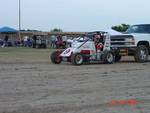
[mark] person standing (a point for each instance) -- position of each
(5, 41)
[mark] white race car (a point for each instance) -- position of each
(95, 48)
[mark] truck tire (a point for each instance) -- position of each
(77, 59)
(141, 54)
(55, 58)
(108, 57)
(117, 58)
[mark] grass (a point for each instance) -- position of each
(24, 55)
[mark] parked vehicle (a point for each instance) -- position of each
(135, 42)
(41, 42)
(91, 50)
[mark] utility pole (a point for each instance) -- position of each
(19, 19)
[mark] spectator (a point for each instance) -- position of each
(64, 38)
(53, 40)
(34, 41)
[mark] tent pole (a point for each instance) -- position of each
(20, 20)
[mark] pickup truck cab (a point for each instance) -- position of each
(135, 42)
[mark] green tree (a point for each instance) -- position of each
(56, 30)
(121, 28)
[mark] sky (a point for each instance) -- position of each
(73, 15)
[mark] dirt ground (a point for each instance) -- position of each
(33, 85)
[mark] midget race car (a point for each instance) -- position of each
(94, 48)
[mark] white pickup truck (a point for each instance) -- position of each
(135, 42)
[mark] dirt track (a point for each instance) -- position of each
(41, 87)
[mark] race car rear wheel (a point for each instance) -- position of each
(141, 54)
(77, 59)
(117, 58)
(108, 57)
(55, 57)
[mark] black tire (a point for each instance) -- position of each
(108, 57)
(55, 58)
(117, 58)
(77, 59)
(141, 54)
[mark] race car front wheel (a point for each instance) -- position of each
(108, 57)
(55, 57)
(77, 59)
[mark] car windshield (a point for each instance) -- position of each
(139, 29)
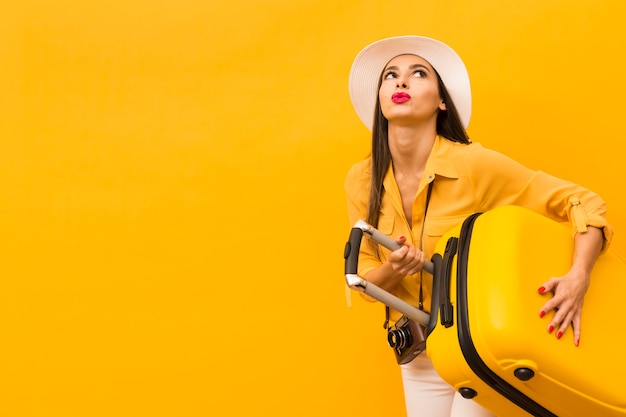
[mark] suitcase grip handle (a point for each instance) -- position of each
(386, 241)
(446, 311)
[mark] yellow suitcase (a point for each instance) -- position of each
(486, 339)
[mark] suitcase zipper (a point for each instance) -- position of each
(471, 355)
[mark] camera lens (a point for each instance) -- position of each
(399, 338)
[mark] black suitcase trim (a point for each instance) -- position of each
(471, 355)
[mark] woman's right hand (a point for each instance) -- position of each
(408, 259)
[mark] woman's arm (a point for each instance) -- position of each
(569, 290)
(406, 260)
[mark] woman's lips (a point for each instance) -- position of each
(400, 97)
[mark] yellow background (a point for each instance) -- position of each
(171, 196)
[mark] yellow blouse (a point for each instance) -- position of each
(467, 179)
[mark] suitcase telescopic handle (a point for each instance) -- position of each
(355, 282)
(386, 241)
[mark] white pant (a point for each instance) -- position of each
(427, 395)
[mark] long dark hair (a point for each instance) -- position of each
(449, 126)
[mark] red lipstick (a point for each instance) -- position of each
(400, 97)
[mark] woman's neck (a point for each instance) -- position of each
(410, 148)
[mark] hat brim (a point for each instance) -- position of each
(370, 62)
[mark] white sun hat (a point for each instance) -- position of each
(370, 62)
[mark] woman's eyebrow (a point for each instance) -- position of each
(414, 66)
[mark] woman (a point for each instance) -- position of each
(425, 176)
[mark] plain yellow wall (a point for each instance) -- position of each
(171, 196)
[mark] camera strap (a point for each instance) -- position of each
(420, 301)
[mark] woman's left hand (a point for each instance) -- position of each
(567, 302)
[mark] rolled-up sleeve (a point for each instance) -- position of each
(510, 182)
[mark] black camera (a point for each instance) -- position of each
(407, 339)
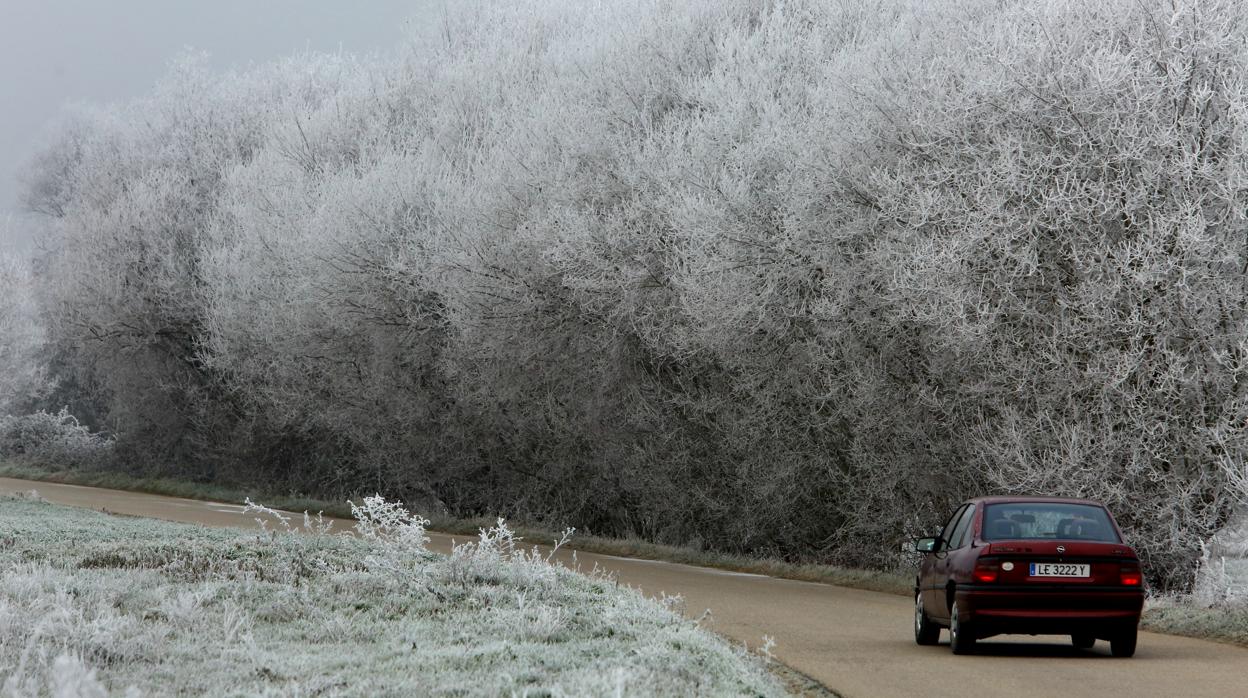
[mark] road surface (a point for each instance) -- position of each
(858, 643)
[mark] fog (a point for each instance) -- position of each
(58, 53)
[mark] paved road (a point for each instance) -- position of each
(859, 643)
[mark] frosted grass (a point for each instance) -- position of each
(96, 604)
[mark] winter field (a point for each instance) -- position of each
(95, 604)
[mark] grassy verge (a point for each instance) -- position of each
(870, 580)
(1176, 616)
(92, 603)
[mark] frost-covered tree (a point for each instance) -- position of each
(786, 277)
(23, 377)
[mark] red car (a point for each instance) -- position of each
(1028, 566)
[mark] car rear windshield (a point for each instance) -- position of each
(1047, 521)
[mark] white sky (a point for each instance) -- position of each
(54, 53)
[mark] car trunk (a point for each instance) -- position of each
(1041, 562)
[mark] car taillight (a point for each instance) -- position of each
(1131, 576)
(985, 573)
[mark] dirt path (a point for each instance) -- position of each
(858, 643)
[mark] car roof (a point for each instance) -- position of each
(1014, 500)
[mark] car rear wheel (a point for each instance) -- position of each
(925, 631)
(1123, 644)
(961, 636)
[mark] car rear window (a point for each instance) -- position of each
(1047, 521)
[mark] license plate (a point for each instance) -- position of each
(1060, 570)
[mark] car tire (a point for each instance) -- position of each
(1123, 644)
(1083, 641)
(961, 636)
(925, 631)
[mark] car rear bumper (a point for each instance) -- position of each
(1050, 608)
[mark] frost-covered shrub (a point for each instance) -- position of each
(53, 440)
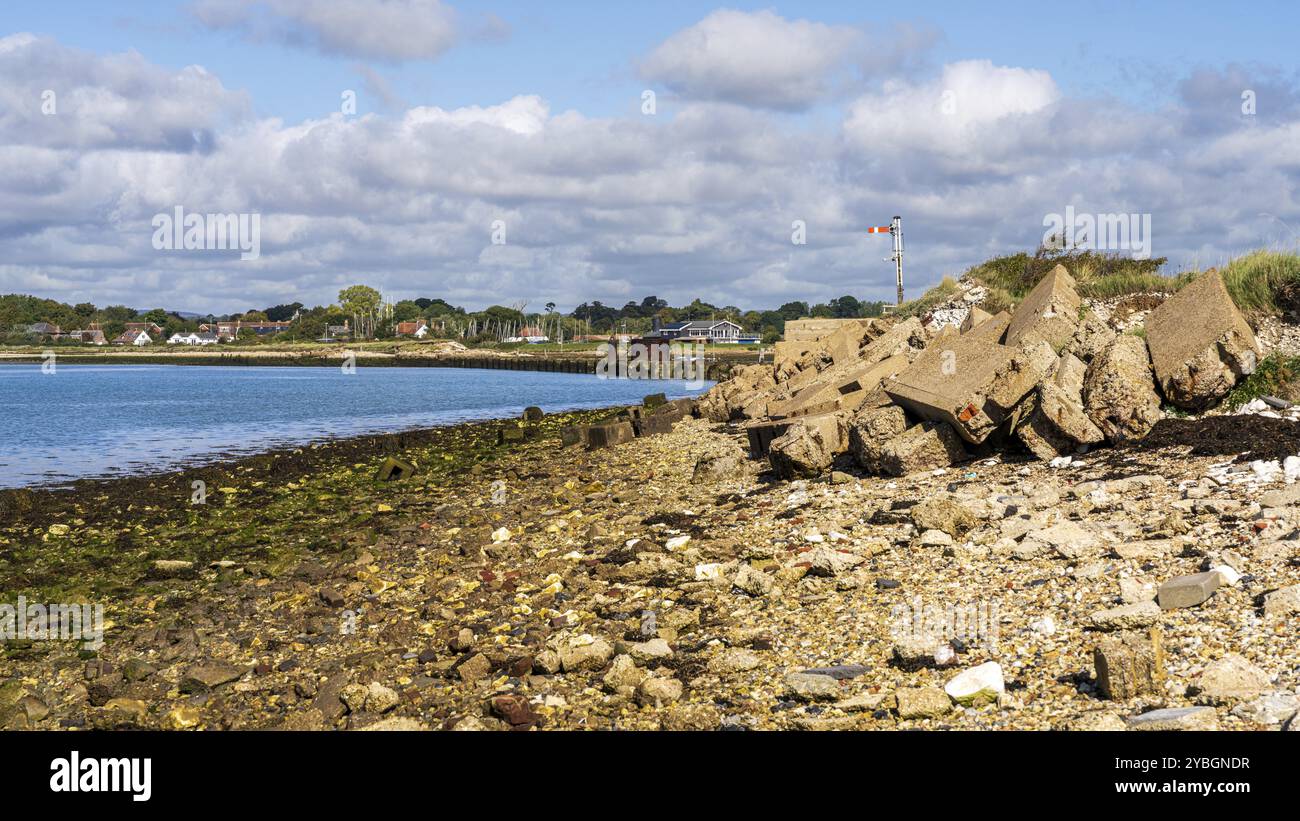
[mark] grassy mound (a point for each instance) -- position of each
(1261, 282)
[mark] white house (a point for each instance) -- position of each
(133, 338)
(193, 339)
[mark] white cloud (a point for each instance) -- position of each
(693, 204)
(393, 30)
(52, 95)
(971, 112)
(754, 59)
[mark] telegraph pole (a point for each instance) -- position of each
(895, 229)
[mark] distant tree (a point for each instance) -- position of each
(282, 313)
(793, 311)
(406, 311)
(845, 308)
(363, 303)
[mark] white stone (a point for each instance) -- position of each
(676, 542)
(1227, 576)
(976, 685)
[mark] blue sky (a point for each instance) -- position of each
(822, 112)
(580, 53)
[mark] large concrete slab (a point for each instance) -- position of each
(949, 382)
(991, 329)
(1200, 343)
(814, 330)
(1049, 313)
(839, 389)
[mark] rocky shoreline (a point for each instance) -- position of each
(668, 582)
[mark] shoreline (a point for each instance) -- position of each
(529, 586)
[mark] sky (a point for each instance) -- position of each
(506, 152)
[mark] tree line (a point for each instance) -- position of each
(368, 316)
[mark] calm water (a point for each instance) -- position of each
(116, 420)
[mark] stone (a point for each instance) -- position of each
(1135, 591)
(394, 469)
(1283, 602)
(922, 447)
(1099, 721)
(1269, 709)
(922, 703)
(1119, 394)
(1049, 312)
(203, 677)
(874, 428)
(723, 468)
(1200, 343)
(811, 687)
(1187, 590)
(380, 699)
(1283, 498)
(394, 724)
(473, 668)
(809, 446)
(1054, 421)
(754, 582)
(989, 330)
(828, 561)
(1019, 376)
(1175, 719)
(1130, 664)
(658, 690)
(624, 674)
(165, 568)
(976, 686)
(844, 387)
(654, 650)
(515, 711)
(1067, 539)
(943, 513)
(573, 435)
(584, 652)
(913, 650)
(609, 434)
(733, 660)
(1231, 678)
(1127, 616)
(949, 382)
(975, 316)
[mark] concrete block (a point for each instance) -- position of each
(1200, 343)
(1049, 313)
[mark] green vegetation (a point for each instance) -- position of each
(1264, 282)
(930, 299)
(1275, 376)
(1100, 276)
(1261, 282)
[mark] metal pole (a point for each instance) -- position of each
(896, 229)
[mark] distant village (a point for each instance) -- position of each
(363, 313)
(710, 331)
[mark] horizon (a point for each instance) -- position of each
(397, 144)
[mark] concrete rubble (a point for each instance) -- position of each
(1051, 377)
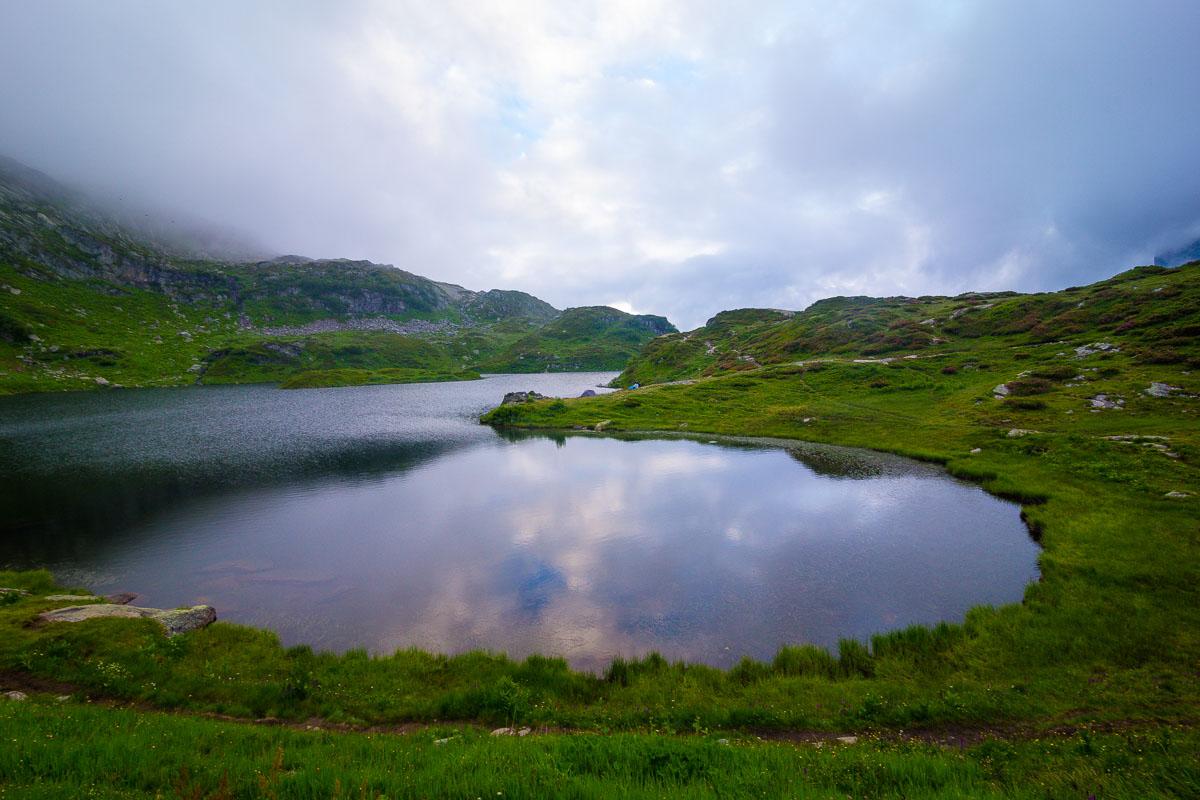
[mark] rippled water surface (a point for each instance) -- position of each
(387, 517)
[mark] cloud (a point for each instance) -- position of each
(684, 157)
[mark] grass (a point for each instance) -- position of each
(64, 335)
(1108, 641)
(349, 377)
(71, 750)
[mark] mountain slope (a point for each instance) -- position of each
(587, 338)
(1153, 310)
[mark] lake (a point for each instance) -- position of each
(387, 517)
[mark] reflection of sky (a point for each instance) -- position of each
(591, 549)
(387, 517)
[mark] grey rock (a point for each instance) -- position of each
(1161, 390)
(174, 620)
(522, 397)
(1104, 401)
(1085, 350)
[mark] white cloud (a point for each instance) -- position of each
(685, 157)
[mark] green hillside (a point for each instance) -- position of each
(85, 304)
(1151, 308)
(581, 340)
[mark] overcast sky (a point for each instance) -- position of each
(667, 157)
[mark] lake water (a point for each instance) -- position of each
(385, 517)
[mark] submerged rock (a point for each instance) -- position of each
(522, 397)
(174, 620)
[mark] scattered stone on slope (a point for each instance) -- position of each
(1085, 350)
(174, 620)
(1161, 390)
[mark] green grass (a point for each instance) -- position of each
(349, 377)
(1108, 639)
(64, 335)
(592, 338)
(71, 750)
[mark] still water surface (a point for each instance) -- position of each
(387, 517)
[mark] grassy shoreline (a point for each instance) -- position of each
(1105, 645)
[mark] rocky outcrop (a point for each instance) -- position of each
(174, 620)
(522, 397)
(1161, 390)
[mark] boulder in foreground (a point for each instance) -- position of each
(174, 620)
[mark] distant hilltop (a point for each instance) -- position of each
(89, 300)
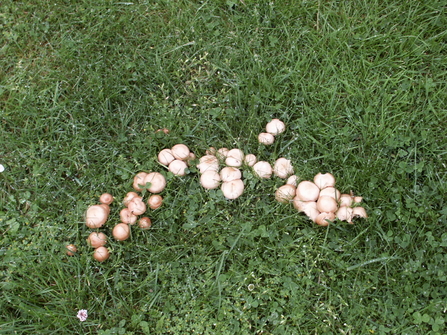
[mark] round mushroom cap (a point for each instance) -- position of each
(275, 127)
(178, 167)
(165, 156)
(157, 180)
(210, 180)
(96, 216)
(263, 169)
(283, 168)
(235, 157)
(230, 173)
(307, 191)
(232, 189)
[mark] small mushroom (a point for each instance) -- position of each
(250, 160)
(263, 169)
(101, 254)
(178, 167)
(71, 249)
(96, 216)
(275, 127)
(127, 216)
(210, 180)
(97, 240)
(145, 223)
(323, 219)
(235, 157)
(324, 180)
(266, 138)
(285, 193)
(233, 189)
(307, 191)
(139, 180)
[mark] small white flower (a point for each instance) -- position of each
(82, 315)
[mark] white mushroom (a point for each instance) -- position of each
(235, 157)
(283, 168)
(263, 169)
(233, 189)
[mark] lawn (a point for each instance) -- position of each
(362, 88)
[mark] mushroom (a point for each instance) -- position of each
(97, 240)
(307, 191)
(137, 206)
(165, 157)
(101, 254)
(145, 223)
(230, 173)
(359, 212)
(106, 198)
(71, 249)
(323, 219)
(232, 189)
(327, 204)
(275, 127)
(283, 168)
(285, 193)
(250, 160)
(127, 216)
(210, 180)
(121, 232)
(155, 201)
(139, 180)
(266, 138)
(157, 181)
(222, 153)
(96, 216)
(180, 151)
(324, 180)
(263, 169)
(178, 167)
(235, 157)
(344, 213)
(208, 162)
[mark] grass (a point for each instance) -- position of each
(361, 86)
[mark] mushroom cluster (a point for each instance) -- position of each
(176, 158)
(318, 199)
(273, 128)
(321, 201)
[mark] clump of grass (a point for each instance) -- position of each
(361, 87)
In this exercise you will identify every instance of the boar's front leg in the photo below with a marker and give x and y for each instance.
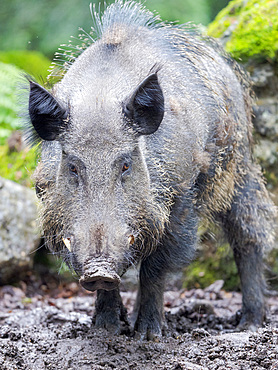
(249, 228)
(110, 310)
(149, 303)
(176, 250)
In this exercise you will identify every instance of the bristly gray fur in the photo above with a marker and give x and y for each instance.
(149, 129)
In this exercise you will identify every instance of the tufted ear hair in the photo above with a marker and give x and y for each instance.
(144, 109)
(47, 116)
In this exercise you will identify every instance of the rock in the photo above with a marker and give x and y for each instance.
(19, 235)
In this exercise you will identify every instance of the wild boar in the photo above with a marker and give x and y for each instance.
(148, 130)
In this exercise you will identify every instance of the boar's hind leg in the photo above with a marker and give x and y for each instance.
(110, 311)
(249, 228)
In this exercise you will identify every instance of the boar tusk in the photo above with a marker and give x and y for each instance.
(131, 239)
(67, 243)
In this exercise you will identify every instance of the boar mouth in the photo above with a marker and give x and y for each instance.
(99, 278)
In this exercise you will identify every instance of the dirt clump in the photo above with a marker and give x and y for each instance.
(53, 329)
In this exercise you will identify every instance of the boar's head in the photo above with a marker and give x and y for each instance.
(100, 207)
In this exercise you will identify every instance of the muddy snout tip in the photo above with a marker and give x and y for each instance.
(100, 280)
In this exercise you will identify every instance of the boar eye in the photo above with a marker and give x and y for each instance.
(73, 169)
(125, 167)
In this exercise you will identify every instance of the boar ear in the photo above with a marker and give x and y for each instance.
(46, 114)
(145, 108)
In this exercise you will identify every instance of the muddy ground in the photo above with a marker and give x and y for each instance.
(46, 324)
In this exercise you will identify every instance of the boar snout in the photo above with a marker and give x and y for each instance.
(99, 276)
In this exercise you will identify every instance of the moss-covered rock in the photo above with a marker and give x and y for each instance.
(248, 28)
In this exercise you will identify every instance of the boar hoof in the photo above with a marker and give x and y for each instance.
(147, 331)
(106, 321)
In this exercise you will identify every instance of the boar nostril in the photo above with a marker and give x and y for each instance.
(67, 243)
(98, 283)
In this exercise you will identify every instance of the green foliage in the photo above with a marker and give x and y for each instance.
(33, 63)
(213, 264)
(16, 166)
(9, 77)
(254, 27)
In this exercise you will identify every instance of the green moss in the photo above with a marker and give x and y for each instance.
(33, 63)
(254, 28)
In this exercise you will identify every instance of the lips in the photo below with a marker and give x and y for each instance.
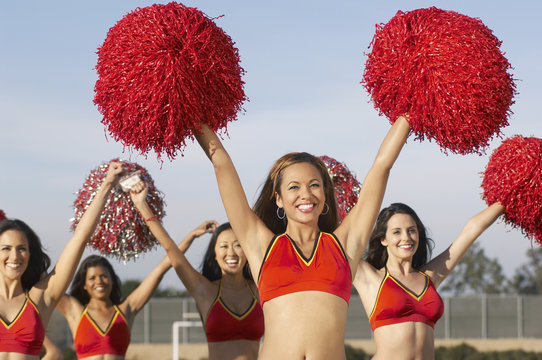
(13, 266)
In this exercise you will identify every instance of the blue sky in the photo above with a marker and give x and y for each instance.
(304, 63)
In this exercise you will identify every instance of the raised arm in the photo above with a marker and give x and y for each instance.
(356, 227)
(441, 266)
(139, 297)
(51, 351)
(246, 225)
(196, 284)
(56, 283)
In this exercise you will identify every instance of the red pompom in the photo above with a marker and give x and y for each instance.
(163, 70)
(121, 231)
(447, 72)
(513, 176)
(345, 184)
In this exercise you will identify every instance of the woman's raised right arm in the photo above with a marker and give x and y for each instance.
(245, 223)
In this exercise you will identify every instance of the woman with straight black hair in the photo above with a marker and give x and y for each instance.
(397, 281)
(27, 298)
(99, 319)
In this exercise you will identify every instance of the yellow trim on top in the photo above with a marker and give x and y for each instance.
(238, 317)
(410, 292)
(19, 314)
(111, 322)
(378, 294)
(271, 248)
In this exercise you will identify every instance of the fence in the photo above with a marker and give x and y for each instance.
(464, 317)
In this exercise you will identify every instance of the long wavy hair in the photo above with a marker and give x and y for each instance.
(38, 262)
(377, 255)
(77, 288)
(266, 206)
(209, 267)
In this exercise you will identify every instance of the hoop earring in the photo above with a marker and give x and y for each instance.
(326, 209)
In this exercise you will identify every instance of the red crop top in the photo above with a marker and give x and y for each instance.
(285, 270)
(90, 340)
(396, 304)
(222, 324)
(25, 333)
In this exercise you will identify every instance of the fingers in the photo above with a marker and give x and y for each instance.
(210, 226)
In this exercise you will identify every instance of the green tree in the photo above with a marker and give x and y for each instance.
(528, 277)
(475, 274)
(127, 286)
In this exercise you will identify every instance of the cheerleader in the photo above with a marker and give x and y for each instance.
(225, 293)
(397, 284)
(303, 261)
(28, 299)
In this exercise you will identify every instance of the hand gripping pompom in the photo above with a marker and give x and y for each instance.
(163, 70)
(121, 231)
(513, 176)
(345, 184)
(447, 72)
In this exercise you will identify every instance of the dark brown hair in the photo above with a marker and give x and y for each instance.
(266, 207)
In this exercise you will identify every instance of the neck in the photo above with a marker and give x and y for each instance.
(302, 233)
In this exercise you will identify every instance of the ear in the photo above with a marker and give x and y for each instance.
(278, 200)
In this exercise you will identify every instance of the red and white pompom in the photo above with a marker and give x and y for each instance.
(345, 184)
(163, 70)
(513, 176)
(447, 72)
(121, 232)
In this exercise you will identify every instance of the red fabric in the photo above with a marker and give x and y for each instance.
(222, 324)
(90, 340)
(285, 271)
(25, 333)
(513, 177)
(445, 70)
(163, 70)
(396, 304)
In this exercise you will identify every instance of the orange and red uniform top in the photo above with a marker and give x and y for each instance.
(285, 270)
(395, 303)
(90, 340)
(222, 324)
(25, 333)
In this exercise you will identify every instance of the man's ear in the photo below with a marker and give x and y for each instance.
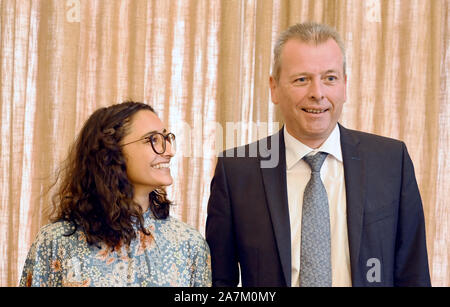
(273, 89)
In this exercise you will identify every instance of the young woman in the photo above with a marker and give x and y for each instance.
(112, 225)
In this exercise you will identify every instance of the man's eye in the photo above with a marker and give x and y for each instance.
+--
Task to carry out — Return the stretch of the listing from the line containing "[mark] white sky" through the line containing "(1050, 608)", both included, copied verbatim.

The answer —
[mark] white sky (a point for each instance) -- position of each
(54, 53)
[mark] car trunk (a point for each instance) -- position of each
(1041, 562)
[mark] car taillight (a point for each instance) -- position of each
(1131, 576)
(985, 573)
[mark] dirt path (a point for each instance) -- position of each
(858, 643)
[mark] car roof (a point for each instance) -- position of each
(1014, 500)
[mark] car rear wheel (a point for each instance) -- position of each
(925, 631)
(1123, 644)
(961, 636)
[mark] car rear window (a point for each instance) -- position of each
(1047, 521)
[mark] license plate (a point for each instance) -- position of each
(1060, 570)
[mark] car tire (a point for each instance) -- position of each
(1123, 644)
(1083, 641)
(961, 636)
(925, 631)
[mark] car rear bumper (a point for each instance) -- position of each
(1050, 608)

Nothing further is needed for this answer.